» **YOUR GOAL**
Starting at the row containing "Greenhouse-scouting request: tag the man with outstretched" and ending at the last of the rows below, reproduce each line, requests included, with every x and y coordinate in the answers multiplied by 0.6 and rounded to a whole number, halves rounding up. Leave the pictures out of the output.

» **RECORD SET**
*****

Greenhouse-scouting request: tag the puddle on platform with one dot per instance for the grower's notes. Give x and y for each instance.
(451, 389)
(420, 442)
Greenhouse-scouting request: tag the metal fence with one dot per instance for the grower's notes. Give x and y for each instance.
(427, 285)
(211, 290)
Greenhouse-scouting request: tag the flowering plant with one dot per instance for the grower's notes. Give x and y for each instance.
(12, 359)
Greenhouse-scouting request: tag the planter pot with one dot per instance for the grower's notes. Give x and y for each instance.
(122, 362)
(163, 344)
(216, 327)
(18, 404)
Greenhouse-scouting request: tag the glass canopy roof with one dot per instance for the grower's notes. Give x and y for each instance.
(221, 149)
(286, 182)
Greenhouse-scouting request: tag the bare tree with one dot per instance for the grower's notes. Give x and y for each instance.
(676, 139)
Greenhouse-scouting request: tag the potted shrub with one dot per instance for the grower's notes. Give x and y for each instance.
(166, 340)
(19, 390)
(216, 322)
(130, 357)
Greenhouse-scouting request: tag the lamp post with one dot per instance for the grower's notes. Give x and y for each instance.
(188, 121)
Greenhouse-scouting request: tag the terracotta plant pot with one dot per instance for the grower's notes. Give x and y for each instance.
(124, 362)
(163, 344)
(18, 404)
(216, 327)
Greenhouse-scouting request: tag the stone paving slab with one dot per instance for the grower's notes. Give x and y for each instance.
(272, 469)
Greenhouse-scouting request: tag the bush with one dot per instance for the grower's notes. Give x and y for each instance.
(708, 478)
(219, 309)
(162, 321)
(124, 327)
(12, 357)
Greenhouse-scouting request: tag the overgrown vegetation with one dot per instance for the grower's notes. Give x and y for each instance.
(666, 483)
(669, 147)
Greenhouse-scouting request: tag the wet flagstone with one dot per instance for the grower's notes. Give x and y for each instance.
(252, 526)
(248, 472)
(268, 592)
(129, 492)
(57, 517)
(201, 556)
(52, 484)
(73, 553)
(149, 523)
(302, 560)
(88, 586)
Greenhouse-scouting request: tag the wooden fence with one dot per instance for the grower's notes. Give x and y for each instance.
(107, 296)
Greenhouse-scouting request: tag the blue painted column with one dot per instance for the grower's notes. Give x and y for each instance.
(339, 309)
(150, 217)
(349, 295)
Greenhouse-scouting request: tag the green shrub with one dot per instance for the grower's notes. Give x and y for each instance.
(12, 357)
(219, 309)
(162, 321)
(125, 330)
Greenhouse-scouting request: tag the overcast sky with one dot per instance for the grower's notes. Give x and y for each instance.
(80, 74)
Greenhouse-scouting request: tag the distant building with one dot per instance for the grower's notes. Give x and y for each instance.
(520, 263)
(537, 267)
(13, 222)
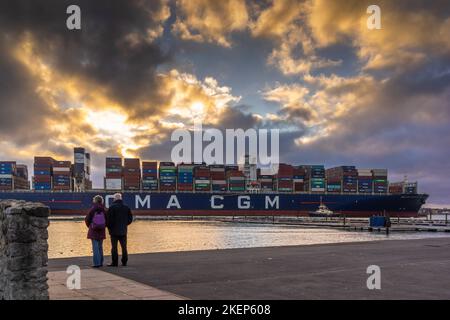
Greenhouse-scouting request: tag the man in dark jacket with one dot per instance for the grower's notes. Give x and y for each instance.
(118, 219)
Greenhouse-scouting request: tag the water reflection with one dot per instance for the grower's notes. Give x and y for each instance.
(68, 238)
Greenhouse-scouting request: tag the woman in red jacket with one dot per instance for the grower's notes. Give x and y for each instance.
(96, 222)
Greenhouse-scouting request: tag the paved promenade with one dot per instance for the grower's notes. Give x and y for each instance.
(410, 269)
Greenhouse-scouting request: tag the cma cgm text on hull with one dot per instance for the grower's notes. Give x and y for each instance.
(166, 203)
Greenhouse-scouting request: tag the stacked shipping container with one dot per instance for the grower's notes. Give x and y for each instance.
(202, 178)
(132, 174)
(185, 177)
(150, 175)
(62, 175)
(167, 176)
(315, 176)
(21, 181)
(299, 178)
(235, 179)
(266, 181)
(285, 177)
(218, 179)
(347, 176)
(380, 182)
(113, 174)
(365, 181)
(42, 173)
(7, 173)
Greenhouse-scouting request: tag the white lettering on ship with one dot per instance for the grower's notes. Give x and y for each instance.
(173, 202)
(275, 202)
(139, 202)
(213, 203)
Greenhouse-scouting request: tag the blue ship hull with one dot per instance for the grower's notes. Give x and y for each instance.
(219, 204)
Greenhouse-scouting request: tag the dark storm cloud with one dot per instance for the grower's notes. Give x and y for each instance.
(110, 50)
(22, 112)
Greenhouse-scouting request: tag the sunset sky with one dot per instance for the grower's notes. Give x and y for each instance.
(340, 94)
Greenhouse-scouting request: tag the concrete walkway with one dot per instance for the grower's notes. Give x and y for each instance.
(410, 269)
(100, 285)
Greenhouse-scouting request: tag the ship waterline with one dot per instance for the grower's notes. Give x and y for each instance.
(209, 204)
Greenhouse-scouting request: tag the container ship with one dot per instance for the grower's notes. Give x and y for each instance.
(167, 189)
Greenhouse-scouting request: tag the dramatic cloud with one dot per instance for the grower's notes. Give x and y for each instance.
(210, 21)
(339, 93)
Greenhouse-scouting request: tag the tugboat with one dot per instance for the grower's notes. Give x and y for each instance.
(323, 211)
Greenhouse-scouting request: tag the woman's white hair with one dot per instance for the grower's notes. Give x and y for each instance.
(98, 199)
(117, 196)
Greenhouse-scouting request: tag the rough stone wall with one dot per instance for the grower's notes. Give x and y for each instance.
(23, 250)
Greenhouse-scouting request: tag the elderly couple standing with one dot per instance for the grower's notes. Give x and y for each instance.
(117, 219)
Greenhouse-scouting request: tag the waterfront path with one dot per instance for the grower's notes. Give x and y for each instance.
(410, 269)
(100, 285)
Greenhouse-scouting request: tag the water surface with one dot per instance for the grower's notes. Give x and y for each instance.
(68, 238)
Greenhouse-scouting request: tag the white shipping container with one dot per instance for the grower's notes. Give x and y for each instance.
(202, 181)
(79, 158)
(113, 184)
(219, 182)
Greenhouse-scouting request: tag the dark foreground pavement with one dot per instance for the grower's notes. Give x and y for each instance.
(410, 269)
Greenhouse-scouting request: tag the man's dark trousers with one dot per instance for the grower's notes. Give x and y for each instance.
(115, 255)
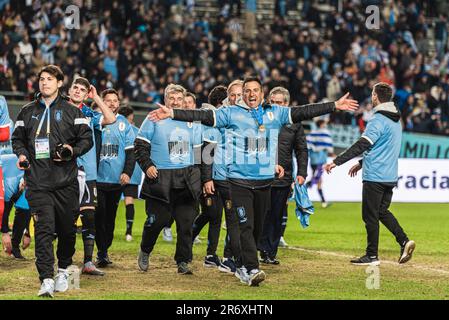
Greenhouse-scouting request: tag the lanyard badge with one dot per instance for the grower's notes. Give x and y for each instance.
(42, 145)
(258, 116)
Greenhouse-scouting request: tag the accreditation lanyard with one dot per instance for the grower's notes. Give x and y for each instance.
(257, 114)
(42, 145)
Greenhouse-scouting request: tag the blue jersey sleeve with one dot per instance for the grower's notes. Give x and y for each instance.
(222, 117)
(284, 115)
(4, 114)
(211, 135)
(373, 130)
(146, 131)
(97, 118)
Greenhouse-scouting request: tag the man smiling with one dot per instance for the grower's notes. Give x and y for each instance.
(253, 129)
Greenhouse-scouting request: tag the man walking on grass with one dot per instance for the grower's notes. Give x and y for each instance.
(380, 145)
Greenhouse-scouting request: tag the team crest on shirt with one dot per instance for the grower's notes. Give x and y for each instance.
(242, 214)
(58, 115)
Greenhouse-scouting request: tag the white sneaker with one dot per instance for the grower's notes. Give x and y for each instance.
(282, 243)
(255, 277)
(167, 235)
(197, 240)
(62, 280)
(47, 288)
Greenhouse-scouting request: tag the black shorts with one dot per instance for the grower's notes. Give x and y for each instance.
(131, 190)
(90, 195)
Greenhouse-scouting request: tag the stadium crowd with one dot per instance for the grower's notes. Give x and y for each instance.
(141, 46)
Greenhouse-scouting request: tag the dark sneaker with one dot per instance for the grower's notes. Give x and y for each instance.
(212, 261)
(183, 268)
(227, 265)
(255, 277)
(143, 260)
(366, 261)
(268, 260)
(242, 275)
(15, 252)
(103, 262)
(90, 269)
(407, 251)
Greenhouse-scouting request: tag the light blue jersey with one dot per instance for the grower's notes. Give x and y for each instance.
(136, 178)
(250, 147)
(11, 175)
(116, 138)
(89, 160)
(380, 162)
(172, 142)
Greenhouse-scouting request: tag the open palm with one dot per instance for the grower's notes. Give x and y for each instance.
(160, 114)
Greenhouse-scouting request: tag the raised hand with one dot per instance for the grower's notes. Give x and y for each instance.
(328, 167)
(160, 114)
(346, 104)
(354, 169)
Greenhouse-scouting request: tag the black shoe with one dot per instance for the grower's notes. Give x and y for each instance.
(268, 260)
(15, 252)
(407, 251)
(103, 262)
(183, 268)
(212, 261)
(366, 261)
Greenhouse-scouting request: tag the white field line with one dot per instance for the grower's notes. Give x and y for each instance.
(393, 263)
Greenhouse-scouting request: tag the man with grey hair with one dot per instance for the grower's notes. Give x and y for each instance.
(172, 185)
(291, 139)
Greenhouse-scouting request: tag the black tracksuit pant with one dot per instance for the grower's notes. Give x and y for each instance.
(108, 201)
(183, 208)
(375, 203)
(54, 214)
(251, 206)
(273, 226)
(21, 223)
(212, 214)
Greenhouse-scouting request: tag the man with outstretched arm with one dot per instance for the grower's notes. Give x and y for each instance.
(380, 145)
(253, 130)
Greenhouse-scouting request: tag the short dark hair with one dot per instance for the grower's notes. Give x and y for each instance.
(320, 122)
(189, 94)
(383, 91)
(104, 93)
(217, 95)
(82, 81)
(126, 111)
(55, 71)
(252, 79)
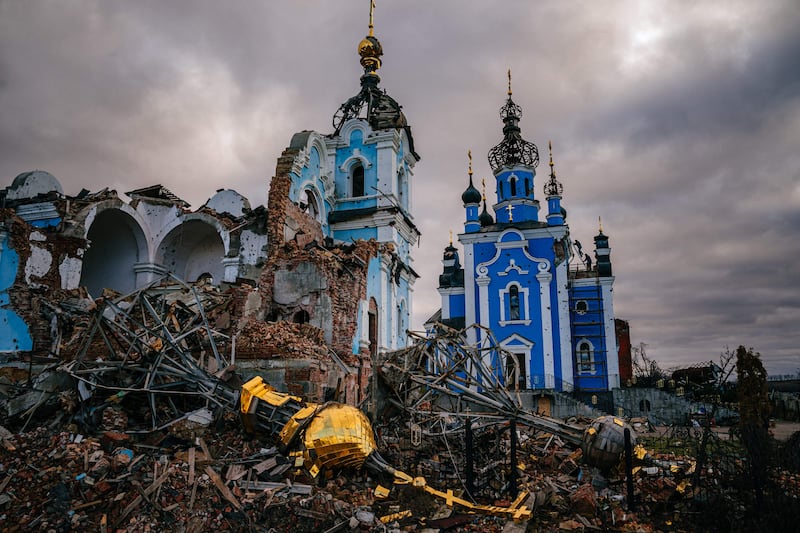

*****

» **FULL OUTPUT**
Greenhouse-scouting request: tag the man with outstretched arm with one dot per instance for the grower's notes. Give x and y for each instance.
(228, 87)
(152, 78)
Greenhouse-scouting request: tag the short dark hair with one dot per instance for the grower's notes. Give x and y for each instance.
(192, 73)
(113, 56)
(230, 55)
(62, 56)
(130, 57)
(49, 49)
(76, 67)
(33, 43)
(151, 47)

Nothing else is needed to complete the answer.